Task goal ▸ Would you repeat exactly the part of the listing below that runs from the line containing "In this photo, point at the algae" down to the line containing "In this photo, point at the shark body, one", inclusive, and nothing else?

Source material ▸

┏━━

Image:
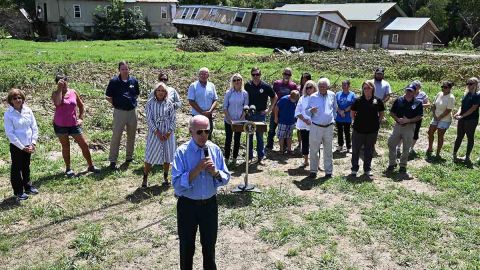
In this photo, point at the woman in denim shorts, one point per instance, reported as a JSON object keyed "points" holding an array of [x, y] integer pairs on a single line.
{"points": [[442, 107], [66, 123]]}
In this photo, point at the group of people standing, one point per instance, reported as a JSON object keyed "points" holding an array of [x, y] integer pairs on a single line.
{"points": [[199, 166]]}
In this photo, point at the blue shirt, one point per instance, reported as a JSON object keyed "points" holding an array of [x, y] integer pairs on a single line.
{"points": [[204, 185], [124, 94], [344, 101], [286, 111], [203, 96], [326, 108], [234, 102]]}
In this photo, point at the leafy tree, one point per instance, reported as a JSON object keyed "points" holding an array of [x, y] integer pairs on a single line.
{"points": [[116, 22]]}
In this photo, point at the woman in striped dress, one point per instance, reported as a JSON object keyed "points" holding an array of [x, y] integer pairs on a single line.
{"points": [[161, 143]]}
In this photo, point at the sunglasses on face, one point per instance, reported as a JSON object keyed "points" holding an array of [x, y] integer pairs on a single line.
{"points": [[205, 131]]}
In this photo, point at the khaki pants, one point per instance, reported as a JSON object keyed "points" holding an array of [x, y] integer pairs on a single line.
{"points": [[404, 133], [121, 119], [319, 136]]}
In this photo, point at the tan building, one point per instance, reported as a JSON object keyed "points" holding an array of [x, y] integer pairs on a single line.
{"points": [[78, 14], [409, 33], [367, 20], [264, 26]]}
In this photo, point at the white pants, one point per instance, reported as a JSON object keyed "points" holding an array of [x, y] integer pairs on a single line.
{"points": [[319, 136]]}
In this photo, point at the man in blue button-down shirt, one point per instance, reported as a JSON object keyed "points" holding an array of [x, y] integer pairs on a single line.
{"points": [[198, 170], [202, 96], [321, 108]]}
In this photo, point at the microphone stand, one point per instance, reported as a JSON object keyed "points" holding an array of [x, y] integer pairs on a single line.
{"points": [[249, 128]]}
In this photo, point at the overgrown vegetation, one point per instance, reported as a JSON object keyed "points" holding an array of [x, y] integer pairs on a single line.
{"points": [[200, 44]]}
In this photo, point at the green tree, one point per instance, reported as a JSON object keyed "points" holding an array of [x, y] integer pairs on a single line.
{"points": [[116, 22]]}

┗━━
┏━━

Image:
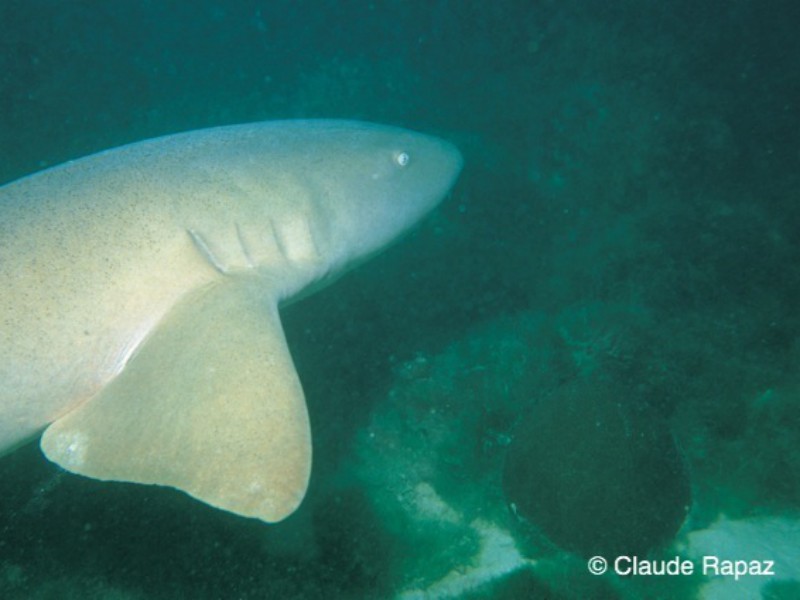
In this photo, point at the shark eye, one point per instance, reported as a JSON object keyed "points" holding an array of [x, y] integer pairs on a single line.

┗━━
┏━━

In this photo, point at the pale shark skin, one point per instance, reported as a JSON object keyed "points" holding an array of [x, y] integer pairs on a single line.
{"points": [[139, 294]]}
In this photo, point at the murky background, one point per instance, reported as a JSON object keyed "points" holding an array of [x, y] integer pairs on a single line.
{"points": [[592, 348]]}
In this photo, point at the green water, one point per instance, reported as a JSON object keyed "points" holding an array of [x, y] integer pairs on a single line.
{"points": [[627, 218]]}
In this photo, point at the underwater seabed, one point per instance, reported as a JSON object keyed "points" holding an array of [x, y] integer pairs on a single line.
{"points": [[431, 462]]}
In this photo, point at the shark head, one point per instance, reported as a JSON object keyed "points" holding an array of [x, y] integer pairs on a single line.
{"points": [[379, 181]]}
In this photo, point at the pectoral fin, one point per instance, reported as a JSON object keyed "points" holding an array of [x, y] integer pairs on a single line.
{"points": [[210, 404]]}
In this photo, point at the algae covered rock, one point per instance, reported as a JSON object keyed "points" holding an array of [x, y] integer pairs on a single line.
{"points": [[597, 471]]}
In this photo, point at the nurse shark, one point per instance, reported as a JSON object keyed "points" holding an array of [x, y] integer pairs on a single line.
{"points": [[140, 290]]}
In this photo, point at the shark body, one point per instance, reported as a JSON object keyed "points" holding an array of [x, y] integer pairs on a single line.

┗━━

Task solution ▸
In this photo, point at the algae covered rock, one point per instance, reported as a JSON object keyed "points" holding an array of [x, y] integer pairs on a single line.
{"points": [[597, 471]]}
In this photo, point at the nurse shark, one point per instance, reported as a JSON object keyed "points" holding an array of [x, y] integer pairs on a single line.
{"points": [[140, 290]]}
In this photo, point at the shark body, one point per instance, reported as a JSON object keyed "points" holding an array of [x, y] integer pairs on a single line.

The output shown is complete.